WORK REQUIRED:
Pick out each line of the material below that contains the string "brick", and copy those lines. Matching is case-sensitive.
###
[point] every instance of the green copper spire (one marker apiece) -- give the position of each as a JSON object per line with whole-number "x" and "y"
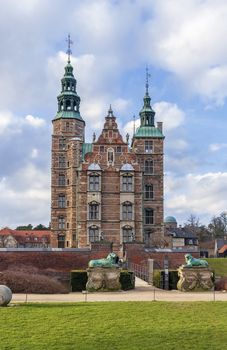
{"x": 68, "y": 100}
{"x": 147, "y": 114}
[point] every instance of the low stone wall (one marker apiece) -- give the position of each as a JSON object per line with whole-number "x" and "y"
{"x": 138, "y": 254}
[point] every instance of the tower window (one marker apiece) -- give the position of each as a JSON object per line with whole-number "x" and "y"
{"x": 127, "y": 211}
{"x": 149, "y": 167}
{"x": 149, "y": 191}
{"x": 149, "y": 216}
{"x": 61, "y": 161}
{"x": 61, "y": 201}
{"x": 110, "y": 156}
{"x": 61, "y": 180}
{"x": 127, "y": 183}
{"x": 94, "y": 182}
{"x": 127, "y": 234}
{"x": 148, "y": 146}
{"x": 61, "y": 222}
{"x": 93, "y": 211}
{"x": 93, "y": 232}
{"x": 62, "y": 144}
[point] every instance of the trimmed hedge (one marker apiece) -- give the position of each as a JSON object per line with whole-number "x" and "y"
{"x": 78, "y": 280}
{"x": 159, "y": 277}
###
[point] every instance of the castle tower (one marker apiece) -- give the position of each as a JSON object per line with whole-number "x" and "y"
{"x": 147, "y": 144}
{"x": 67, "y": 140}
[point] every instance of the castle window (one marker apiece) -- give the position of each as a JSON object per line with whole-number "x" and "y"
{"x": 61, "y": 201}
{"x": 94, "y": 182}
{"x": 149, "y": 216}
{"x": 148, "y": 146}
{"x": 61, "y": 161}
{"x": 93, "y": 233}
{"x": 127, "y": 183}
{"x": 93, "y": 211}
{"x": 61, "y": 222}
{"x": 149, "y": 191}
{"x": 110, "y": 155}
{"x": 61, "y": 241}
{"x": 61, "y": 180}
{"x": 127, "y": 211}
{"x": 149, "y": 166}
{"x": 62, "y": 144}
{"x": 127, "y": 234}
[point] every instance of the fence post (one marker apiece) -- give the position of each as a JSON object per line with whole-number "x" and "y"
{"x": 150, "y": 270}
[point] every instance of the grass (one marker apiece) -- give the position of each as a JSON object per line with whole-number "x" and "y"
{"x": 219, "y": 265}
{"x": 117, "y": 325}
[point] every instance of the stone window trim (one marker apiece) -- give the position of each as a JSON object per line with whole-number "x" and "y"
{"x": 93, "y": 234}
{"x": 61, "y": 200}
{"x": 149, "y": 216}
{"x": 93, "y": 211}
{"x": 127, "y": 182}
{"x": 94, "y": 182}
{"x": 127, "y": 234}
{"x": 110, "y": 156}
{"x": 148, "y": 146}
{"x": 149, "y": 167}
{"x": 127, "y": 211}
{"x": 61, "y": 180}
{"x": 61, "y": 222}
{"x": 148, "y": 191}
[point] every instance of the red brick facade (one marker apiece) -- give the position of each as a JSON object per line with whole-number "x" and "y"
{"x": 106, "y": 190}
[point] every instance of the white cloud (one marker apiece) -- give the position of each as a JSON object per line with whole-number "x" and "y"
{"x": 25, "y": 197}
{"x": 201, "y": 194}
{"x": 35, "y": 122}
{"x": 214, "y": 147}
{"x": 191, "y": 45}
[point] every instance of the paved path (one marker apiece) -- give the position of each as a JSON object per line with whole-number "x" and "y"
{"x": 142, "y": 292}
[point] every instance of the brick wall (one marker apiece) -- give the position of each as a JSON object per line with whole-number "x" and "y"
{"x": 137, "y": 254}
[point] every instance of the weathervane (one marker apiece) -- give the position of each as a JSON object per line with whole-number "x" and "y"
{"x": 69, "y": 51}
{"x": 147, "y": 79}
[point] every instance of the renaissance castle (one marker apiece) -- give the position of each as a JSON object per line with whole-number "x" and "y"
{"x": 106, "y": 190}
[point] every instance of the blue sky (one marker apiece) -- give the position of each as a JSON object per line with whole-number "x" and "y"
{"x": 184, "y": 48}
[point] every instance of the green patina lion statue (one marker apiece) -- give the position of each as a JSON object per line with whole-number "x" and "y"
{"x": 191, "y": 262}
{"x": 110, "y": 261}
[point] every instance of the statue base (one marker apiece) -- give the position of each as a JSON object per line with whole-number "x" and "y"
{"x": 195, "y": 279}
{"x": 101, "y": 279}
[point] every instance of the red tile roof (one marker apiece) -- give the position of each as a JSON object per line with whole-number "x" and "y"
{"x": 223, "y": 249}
###
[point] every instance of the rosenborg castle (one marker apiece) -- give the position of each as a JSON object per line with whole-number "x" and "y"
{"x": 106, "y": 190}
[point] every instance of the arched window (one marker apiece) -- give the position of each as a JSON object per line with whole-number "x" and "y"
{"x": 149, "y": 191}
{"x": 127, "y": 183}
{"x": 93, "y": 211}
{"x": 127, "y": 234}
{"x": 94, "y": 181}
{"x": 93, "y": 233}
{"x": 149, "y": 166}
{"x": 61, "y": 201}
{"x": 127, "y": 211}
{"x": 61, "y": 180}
###
SOLUTION TO THIS EXERCISE:
[point] every instance of the red brick facade (one marker apiece) -- give the position of each as a JSON object per line with whole-number "x" and "y"
[point] every instance of the brick wall (one marker apiece) -- give the position of each as a JSON object per line with whole-number "x" and "y"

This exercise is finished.